Texto fuente =>
En la película que nos concierne, Rossellini indaga sobre el origen del Mal de forma satírica, presentando la historia como un artificio, como un cuento infantil con su prólogo y su moraleja. Al inicio vemos como una mano arma el escenario donde van a transcurrir las acciones, “monta” los edificios y los personajes ante nuestros ojos. Mientras tanto, el narrador nos advierte en prosa que estamos ante una comedia de personajes vanidosos y espurios, de diversos intereses y clases sociales que a pesar de sus diferencias tienen algo en común. Con esa presentación queda clara la relevancia del artificio cinematográfico y en específico, del poder de la cámara para capturar mundos. Es ante todo, un adelanto de lo que está por venir.

¿De qué trata la fábula? En resumidas cuentas, trata de un fotógrafo llamado Celestino que confunde a un demonio con San Andrés, santo al que el pueblo cada año se encomienda en busca de bendiciones. Este demonio le otorga poderes a la cámara, de modo tal que si se le toma una fotografía a un policía en una pose de alto y luego se fotografía esa misma foto, la persona retratada muere en la posición en la que fue fotografiado. Rossellini toma la disparata teoría de Balzac según la cual la lente de la cámara absorbía parte del espíritu que luego quedaba retenido dentro de la imagen y le da un giro retorcido: la lente primero captura el espíritu, y luego lo aniquila, asesinando a su portador original. Armado con esta cámara/arma y el predicamento del demonio/santo para exterminar a todos los malvados que dañan al pueblo, nuestro protagonista de nombre Celestino se embarca en una cruzada para hacer justicia divina, sin percatarse de que el ojo por ojo y la justicia por mano propia no son precisamente mandamientos de Dios (al menos si nos atenemos al Nuevo Testamento). Mientras (irónicamente) las bendiciones de San Andrés llueven sobre el pueblo a través de una gran donación de dinero enviada por el gobierno italiano y una abundante pesca, Celestino debe impartir justicia castigando a los que tratan de aprovechar ese dinero caído del cielo para su propio beneficio. El problema es que los malvados parecen multiplicarse.

Consigna =>
Imprime sin ningún cambio el fragmento del texto sobre la película de Rossellini que va desde "En la película" hasta "está por venir.".

Datos registrados =>
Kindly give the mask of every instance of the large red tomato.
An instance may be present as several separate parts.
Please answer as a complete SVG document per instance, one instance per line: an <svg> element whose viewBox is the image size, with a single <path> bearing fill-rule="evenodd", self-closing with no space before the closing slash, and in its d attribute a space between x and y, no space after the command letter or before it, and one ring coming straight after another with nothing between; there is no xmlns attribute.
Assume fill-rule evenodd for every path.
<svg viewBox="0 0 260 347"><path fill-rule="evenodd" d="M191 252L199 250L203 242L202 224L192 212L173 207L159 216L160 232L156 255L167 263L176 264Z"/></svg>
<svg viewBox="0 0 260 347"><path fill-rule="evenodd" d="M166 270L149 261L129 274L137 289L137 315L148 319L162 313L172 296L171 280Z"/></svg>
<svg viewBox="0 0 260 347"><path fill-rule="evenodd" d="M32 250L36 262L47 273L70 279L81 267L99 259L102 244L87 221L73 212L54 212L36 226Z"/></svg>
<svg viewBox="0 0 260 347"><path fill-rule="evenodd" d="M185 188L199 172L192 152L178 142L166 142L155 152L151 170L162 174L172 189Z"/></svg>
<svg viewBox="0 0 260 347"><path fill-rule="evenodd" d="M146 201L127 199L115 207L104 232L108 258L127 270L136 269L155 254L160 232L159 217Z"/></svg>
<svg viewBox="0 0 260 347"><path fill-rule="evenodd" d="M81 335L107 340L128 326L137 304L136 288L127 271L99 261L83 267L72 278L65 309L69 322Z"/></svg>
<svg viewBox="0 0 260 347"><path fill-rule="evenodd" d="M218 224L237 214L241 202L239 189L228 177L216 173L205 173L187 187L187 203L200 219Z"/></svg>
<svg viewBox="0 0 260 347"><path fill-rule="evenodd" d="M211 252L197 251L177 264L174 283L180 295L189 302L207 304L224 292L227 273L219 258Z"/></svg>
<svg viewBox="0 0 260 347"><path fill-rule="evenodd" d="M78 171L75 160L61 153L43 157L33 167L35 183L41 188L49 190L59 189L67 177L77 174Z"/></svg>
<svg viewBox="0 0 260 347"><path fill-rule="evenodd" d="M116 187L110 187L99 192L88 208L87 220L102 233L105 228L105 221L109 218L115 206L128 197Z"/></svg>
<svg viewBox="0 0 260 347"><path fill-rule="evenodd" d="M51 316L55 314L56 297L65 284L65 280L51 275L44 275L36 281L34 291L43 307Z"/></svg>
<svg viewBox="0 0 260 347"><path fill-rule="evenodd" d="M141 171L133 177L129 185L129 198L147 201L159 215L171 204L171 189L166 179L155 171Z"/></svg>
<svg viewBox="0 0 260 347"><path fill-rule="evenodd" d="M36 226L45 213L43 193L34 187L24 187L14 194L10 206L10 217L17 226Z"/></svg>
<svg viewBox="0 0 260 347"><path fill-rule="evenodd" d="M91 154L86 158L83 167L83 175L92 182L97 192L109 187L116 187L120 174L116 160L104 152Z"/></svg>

Respuesta =>
En la película que nos concierne, Rossellini indaga sobre el origen del Mal de forma satírica, presentando la historia como un artificio, como un cuento infantil con su prólogo y su moraleja. Al inicio vemos como una mano arma el escenario donde van a transcurrir las acciones, “monta” los edificios y los personajes ante nuestros ojos. Mientras tanto, el narrador nos advierte en prosa que estamos ante una comedia de personajes vanidosos y espurios, de diversos intereses y clases sociales que a pesar de sus diferencias tienen algo en común. Con esa presentación queda clara la relevancia del artificio cinematográfico y en específico, del poder de la cámara para capturar mundos. Es ante todo, un adelanto de lo que está por venir.